Parts of the exercise:
- 1) In the South Adelaide club history, which team did South Adelaide beat in the 1964 Grand Final, and by what margin?
- 2) Do these statements agree with the South Adelaide club history? For each, answer yes or no and quote the deciding words. (a) The club took on the nickname "The Panthers" in 1957. (b) South Adelaide won the 1979 Grand Final. (c) The club stopped playing at Adelaide Oval in 1983.

Source excerpt:
1941 saw South slip to fifth with only six wins, but that could hardly have prepared them for the experiences of the two decades after full-scale football resumed after World War II. Between 1947 and 1951 South won only seven games out of eighty-six, and from 1945 to 1963 South never won more than six games in a season, nor finished above any rival except Glenelg and Sturt. Other clubs with greater financial resources duplicated South's 1930s country recruiting campaigns and the club turned over coaches at an extraordinary rate. Eight coaches were employed in nine seasons from 1953 to 1961: even a spell by Port Adelaide legend "Fos" Williams in 1960 failed to raise them above second last, and neither did the adoption of the club's current nickname "The Panthers" in 1957

===Kerley and another decline===
In 1959, after doubting whether the club was viable as a league team, the SANFL granted South Adelaide a substantial area of newly developing southern Adelaide suburbs. During the early 1960s it became apparent that South Adelaide, though only marginally better statistically than the dreadful late 1940s and early 1950s teams, was possessed of enough talent to move beyond the bottom couple of placings. In 1963, South Adelaide sought the services of proven West Adelaide player/coach Neil Kerley after he was controversially sacked by the Bloods, and despite being sceptical Kerley did accept and put the team on an intense training schedule during the 1963/1964 off-season.

South Adelaide rose rapidly in 1964, losing only three minor round games before defeating Port Adelaide by 27 points in the Grand Final. It remained prominent for the remaining two years of Kerley's stint but failed to make the grand final. However, under champion player Peter Darley as captain-coach the Panthers declined very quickly owing to the loss of key followers Kerley and David Kantilla, winning only two games in 1969 for another wooden spoon and not improving until another renowned coach in Haydn Bunton, Jr. took over the reins in 1975. Under Bunton, the Panthers, playing fast, skilful football firmly rooted in the South "tradition", contested the major round for the first time in eleven years in 1977 and reached the Grand Final in 1979. However, on an appallingly windy day and muddy ground the experienced Port Adelaide, aided by winning the toss, were too good, winning 9-9 (63) to 3-14 (32). The Panthers fluctuated in yo-yo fashion under Bunton, never playing in two consecutive finals series before he departed to return to Subiaco after a sabbatical at the end of 1982.

===Noarlunga===
In 1979, South Adelaide's recruiting zone in the southern suburbs was extended to cover all the developing areas around O‘Halloran Hill, giving the club a potential community base for the first time in its long history. It continued to play at Adelaide Oval until 1994 (the oval was ironically located on the northern side of the City of Adelaide and River Torrens), and its fortunes fluctuated, with two unsuccessful finals appearances under future Adelaide Crows coach Graham Cornes in 1983 and 1984 being followed by free-fall under the coaching of former (VFL) ruckman Don Scott and Sturt champion full forward Rick Davies to a wooden spoon in 1987. South was under severe pressure to enter into a merger with another SANFL club, but was argued that if South made the long-proposed move to Noarlunga it would be able to capture expanding suburbs in the future.

Dataset excerpt:
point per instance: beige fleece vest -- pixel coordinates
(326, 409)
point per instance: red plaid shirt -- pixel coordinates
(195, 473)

Answers by task:
- 1) Port Adelaide, by 27 points.

- 2)
(a) Yes: "the adoption of the club's current nickname "The Panthers" in 1957"
(b) No: "the experienced Port Adelaide, aided by winning the toss, were too good, winning 9-9 (63) to 3-14 (32)"
(c) No: "It continued to play at Adelaide Oval until 1994"